WHAT TO PRODUCE: Take the entries below and retype them exactly.

THE RECORDS:

Start of Block

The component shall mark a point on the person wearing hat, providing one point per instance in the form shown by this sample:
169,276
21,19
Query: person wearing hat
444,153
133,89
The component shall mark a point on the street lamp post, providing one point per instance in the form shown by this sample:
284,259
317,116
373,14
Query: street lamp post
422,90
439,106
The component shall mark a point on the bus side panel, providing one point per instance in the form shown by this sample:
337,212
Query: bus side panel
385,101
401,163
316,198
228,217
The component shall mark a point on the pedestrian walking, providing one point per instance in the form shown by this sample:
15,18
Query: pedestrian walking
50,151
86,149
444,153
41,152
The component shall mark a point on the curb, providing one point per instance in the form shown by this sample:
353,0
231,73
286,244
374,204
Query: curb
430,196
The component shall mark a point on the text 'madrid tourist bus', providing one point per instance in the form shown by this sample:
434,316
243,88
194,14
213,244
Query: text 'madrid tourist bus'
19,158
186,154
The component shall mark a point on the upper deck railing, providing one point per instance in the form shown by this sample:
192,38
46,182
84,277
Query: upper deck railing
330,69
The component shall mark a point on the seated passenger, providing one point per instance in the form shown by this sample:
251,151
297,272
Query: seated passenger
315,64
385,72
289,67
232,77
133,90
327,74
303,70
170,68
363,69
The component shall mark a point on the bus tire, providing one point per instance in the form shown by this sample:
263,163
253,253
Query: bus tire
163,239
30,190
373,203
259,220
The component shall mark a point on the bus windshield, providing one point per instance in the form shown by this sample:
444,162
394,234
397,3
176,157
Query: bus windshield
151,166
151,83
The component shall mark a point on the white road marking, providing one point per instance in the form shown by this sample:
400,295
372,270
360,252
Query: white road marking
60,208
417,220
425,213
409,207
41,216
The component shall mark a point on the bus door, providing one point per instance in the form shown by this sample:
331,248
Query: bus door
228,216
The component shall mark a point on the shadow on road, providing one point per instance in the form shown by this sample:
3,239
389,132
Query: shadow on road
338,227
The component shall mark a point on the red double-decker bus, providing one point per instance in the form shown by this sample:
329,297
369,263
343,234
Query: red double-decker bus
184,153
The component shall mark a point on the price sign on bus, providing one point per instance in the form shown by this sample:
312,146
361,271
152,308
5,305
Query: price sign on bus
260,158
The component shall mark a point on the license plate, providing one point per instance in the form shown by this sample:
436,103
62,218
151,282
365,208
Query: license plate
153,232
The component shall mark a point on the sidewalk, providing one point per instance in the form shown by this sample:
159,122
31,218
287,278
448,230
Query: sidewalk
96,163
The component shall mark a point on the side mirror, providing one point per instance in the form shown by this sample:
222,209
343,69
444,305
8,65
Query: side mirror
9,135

End of Block

RESULT FOR THIS EXERCISE:
The component shall mark a point on the person wearing hat, providing one point per instance in the form shown by this sample:
169,276
21,19
Query: person wearing hat
444,153
133,89
The component shall mark a point on the street lamp post, providing one point per instance in the form shown by this sample:
284,259
317,116
373,14
Query: street lamp post
422,90
439,106
The component shall mark a point on the bus side panel, providing one point per instance in the form shown by this sample:
337,212
Query: bus side panel
385,101
401,163
316,198
228,217
The component shall mark a point on the pedestrian walking, providing one point per instance in the form shown by this sample:
15,18
Query: pedestrian walking
50,151
86,149
444,153
41,152
The component shall mark a point on the curb, providing one point per instance in the form shown by this sample:
353,0
231,73
286,244
374,204
Query: curb
430,196
The component shall mark a point on the text 'madrid tourist bus', providing one point per instance in the form shown by this sample:
434,316
243,88
194,14
213,244
Query: text 'madrid tourist bus'
19,158
186,154
The component shall mark a point on the upper deck railing, providing one point per instance in the form shown by this sample:
192,38
46,182
84,277
Query: upper deck railing
330,69
The component shall mark a point on the seated passenger, providing one point per instance in the form shown by this sample:
251,151
297,272
Query: seated passenger
315,64
385,72
289,67
232,77
133,90
327,74
303,70
170,68
363,69
The component shall mark a point on the bus tire, providing one point per instance in the form shown by this sample:
263,163
253,253
Query: bus tire
163,239
30,190
373,203
259,220
The component shall mark a point on the bus windshield, providing one point per instance in the form shown by this sample:
444,162
394,234
397,3
176,157
Query: bus windshield
151,166
151,83
The component shall mark a point on the white road marking, providing one point per instance in the form shown by this sample:
400,295
372,270
360,252
Query: white road marking
60,208
417,220
425,213
409,207
41,216
The component shall mark a point on the bus door, providing one point per instance in the form shown by this sample:
331,248
Query: bus door
228,216
The component shall mark a point on the shadow on road, providing one point per instance in the form shown by this sample:
3,239
389,132
Query: shadow on road
338,227
The component shall mark a point on the red double-decker bus, providing one point per instance in the form shown by this sample:
329,297
369,263
343,234
Query: red double-decker bus
184,153
The component shall mark a point on the price sign on bus, providing one point per instance in the form shown by this sample:
312,146
361,271
152,308
5,305
Query: price sign on bus
260,158
The component shall mark a point on the license plate, providing one point per instance in the form shown by this sample:
436,103
62,218
151,282
365,208
Query: license plate
153,232
The component shall mark a point on the sidewalk, providing one point per instance in the form shown by this sample:
159,122
31,218
287,278
448,230
Query: sidewalk
96,163
The component shall mark a point on the side mirror, providing one point per instance in the form shown by this sample:
222,209
343,69
444,305
8,65
Query: side mirror
9,135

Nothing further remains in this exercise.